(Text excerpt)
* START *

Numeric String Sort in C#

vcepa

Rate me:

4.86/5 (74 votes)

8 Aug 20059 min read

417.9K

9.4K

106

An article on sorting strings in C# the way Windows Explorer does with file names.

Download source - 5.67 Kb

Introduction

In this short article, I will explain how to sort strings in the natural numeric order. The .NET System.IO.Directory class returns file and directory names ordered in alphabetic order (Win32 API functions for dealing with files order the strings alphabetically), whereas Windows Explorer shows them in natural numeric order. The table below shows the difference between these two orderings:

Alphabetic sort	Natural numeric sort
DOS (CMD prompt) style	Windows Explorer Style
1.txt 10.txt 3.txt a10b1.txt a1b1.txt a2b1.txt a2b11.txt a2b2.txt b1.txt b10.txt b2.txt	1.txt 3.txt 10.txt a1b1.txt a2b1.txt a2b2.txt a2b11.txt a10b1.txt b1.txt b2.txt b10.txt

In the alphabetic order '3.txt' comes before '10.txt' whereas in the natural numeric order '10.txt' comes after '3.txt', which is what we would expect. Windows Explorer uses the natural numeric order for files.

Thanks to Richard Deeming (see comments) I now know that there is a similar function in shlwapi.dll, called StrCmpLogicalW used by Windows Explorer that works only in XP. My current .NET implementation emulates StrCmpLogicalW in pure C# code so it can be used with the .NET version in any version of Windows where .NET runs. My implementation is, however, not fully compatible with the one in Windows Explorer. There are some very slight differences which I will explain after the examples.

The class StringLogicalComparer in my C# code emulates StrCmpLogicalW, and NumericComparer is a class implementing the System.Collections.IComparer interface to be used to sort collections.

Using the code

The natural numeric order comparer for strings is defined in a class named NumericComparer : IComparer and can be found in the source code of this article. I will give several examples here of how the NumericComparer class can be used in code.

* END *

(Stored records)
* START *

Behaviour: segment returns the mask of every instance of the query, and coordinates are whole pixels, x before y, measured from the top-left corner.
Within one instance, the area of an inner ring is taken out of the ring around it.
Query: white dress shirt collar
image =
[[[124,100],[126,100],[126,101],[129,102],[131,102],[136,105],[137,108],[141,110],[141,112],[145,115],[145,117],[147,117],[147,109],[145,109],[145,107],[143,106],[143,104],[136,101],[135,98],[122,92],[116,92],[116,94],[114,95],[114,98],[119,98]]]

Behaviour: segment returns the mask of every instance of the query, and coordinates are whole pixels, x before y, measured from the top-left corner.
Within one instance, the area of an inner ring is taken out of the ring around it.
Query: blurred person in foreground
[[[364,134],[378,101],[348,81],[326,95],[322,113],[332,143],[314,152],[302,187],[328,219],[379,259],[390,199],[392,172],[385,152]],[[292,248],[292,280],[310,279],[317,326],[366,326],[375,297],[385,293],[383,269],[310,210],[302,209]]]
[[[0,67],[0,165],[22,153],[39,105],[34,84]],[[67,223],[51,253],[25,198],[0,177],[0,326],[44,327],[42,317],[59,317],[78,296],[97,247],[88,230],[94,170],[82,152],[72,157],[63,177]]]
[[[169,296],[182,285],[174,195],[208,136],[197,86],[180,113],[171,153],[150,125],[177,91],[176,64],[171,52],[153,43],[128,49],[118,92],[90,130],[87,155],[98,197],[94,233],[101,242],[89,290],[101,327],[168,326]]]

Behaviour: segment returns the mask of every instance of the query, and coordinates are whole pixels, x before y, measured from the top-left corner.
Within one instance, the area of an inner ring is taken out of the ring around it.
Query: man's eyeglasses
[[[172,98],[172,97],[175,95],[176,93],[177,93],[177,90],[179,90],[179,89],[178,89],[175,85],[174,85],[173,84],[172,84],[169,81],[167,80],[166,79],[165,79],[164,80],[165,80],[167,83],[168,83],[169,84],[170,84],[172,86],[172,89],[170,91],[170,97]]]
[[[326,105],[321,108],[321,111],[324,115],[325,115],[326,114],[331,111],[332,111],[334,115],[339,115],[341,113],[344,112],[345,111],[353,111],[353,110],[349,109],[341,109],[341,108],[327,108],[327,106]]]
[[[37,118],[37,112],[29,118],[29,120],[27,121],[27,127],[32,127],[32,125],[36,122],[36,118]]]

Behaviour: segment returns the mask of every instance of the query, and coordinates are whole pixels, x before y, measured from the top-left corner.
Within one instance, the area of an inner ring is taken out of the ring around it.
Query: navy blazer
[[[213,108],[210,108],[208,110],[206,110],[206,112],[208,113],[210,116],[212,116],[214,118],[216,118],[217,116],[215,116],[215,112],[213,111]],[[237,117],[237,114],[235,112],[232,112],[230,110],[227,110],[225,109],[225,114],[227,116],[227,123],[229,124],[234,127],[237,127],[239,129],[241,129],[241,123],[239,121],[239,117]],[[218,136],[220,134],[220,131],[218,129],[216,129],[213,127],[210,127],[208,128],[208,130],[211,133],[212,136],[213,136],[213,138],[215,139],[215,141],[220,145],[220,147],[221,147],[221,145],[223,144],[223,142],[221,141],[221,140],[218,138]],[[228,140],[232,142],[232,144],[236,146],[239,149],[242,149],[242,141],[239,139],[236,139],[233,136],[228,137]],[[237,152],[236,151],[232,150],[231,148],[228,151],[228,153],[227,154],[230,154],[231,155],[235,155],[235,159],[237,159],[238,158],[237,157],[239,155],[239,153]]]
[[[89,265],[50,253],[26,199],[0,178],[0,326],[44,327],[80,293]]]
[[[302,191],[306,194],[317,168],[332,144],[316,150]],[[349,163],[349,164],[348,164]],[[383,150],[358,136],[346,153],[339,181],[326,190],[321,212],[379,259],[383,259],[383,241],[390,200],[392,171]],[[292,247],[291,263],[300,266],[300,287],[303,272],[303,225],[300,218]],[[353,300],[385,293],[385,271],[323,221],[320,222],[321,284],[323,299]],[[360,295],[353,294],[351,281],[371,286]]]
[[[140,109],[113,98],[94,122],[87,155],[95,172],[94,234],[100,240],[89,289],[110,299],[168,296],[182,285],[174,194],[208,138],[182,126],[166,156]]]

* END *

(Aim of the task)
Continue the article on sorting strings in natural numeric order in C#, starting right after its final sentence.

(Exercise output)
Example 1 - Ordering an Array of Strings

This example shows how to use the NumericComparator class to order strings. I will suppose, the strings are in a string[] array as shown next:

string[] files = System.IO.Directory.GetFiles();

NumericComparer ns = new NumericComparer();
Array.Sort(files, ns);

// files will now sorted in the numeric order
// we can do the same for directories

string[] dirs = System.IO.Directory.GetDirectories();
ns = new NumericComparer(); // new object
Array.Sort(dirs, ns);

While we can reuse the same NumericComparer object instance more than once, it is more efficient to create a new object when the set of strings to order changes (I will explain the implementation of NumericComparer later, after the examples).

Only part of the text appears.